- Opening Delimiter -

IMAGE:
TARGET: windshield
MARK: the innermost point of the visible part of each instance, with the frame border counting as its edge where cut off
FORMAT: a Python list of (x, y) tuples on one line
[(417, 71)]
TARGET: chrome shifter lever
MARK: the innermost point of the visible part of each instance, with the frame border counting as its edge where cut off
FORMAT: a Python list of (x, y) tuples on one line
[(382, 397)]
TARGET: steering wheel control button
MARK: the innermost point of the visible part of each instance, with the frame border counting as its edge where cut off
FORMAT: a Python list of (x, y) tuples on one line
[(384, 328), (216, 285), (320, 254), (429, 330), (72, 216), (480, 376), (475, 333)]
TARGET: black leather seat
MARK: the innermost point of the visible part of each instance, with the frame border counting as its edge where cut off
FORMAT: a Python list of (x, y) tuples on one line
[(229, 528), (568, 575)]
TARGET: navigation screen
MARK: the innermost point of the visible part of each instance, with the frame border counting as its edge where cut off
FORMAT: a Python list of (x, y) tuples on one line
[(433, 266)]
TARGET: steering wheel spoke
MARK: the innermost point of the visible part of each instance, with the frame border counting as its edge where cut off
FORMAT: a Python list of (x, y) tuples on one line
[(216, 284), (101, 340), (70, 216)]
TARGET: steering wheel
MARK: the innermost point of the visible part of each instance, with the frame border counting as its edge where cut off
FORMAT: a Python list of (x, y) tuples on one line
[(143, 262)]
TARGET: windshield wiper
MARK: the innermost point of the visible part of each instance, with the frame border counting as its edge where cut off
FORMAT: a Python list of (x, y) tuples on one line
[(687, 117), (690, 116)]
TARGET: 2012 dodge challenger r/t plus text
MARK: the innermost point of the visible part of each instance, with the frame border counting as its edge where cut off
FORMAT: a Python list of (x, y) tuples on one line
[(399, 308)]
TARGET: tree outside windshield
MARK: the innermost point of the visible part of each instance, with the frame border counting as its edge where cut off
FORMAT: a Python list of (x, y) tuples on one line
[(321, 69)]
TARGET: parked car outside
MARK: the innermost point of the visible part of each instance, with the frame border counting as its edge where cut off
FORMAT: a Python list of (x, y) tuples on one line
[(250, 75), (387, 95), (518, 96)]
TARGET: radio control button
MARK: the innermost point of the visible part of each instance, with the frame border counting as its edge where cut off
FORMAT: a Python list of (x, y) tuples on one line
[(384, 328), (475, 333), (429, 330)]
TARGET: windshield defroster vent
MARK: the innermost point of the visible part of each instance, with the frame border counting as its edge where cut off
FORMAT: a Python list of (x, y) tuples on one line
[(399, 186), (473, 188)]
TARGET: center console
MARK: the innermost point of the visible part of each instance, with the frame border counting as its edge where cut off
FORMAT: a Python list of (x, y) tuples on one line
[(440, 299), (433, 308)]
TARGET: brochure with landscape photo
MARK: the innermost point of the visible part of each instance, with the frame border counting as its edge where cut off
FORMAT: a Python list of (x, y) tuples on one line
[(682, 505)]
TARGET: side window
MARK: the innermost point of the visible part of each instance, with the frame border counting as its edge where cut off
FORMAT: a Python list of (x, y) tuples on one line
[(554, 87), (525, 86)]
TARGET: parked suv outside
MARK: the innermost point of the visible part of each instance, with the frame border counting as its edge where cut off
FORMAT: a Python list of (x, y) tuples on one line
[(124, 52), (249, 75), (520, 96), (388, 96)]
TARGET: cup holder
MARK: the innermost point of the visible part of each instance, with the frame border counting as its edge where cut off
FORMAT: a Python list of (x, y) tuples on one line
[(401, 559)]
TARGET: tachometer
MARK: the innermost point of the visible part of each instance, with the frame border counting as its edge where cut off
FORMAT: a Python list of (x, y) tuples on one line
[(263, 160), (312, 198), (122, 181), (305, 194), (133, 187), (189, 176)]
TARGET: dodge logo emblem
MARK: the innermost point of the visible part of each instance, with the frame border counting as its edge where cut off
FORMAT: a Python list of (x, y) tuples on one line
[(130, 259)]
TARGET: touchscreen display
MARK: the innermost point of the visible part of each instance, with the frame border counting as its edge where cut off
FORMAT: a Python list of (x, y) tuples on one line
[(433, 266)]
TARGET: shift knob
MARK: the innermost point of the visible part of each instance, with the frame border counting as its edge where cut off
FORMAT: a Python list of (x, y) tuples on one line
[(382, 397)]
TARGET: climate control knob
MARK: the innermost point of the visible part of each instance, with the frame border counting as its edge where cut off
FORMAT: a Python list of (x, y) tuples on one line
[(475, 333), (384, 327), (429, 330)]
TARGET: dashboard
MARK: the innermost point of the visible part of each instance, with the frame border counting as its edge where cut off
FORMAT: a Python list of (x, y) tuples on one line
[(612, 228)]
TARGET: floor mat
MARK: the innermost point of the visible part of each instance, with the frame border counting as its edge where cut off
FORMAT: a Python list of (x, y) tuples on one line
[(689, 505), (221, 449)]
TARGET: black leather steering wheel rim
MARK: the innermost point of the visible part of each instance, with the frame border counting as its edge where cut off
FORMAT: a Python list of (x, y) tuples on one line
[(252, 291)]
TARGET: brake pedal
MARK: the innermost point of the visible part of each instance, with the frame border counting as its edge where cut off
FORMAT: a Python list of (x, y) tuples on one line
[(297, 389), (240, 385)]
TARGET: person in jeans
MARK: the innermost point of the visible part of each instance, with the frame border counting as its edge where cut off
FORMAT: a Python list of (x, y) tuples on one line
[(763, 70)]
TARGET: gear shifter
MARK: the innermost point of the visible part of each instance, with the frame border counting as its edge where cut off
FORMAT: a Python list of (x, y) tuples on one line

- Closing Delimiter -

- What you are asked to do
Report, from the entries above, each line where "knob" is found.

- Written response
TARGET: shift knob
TARGET: climate control knob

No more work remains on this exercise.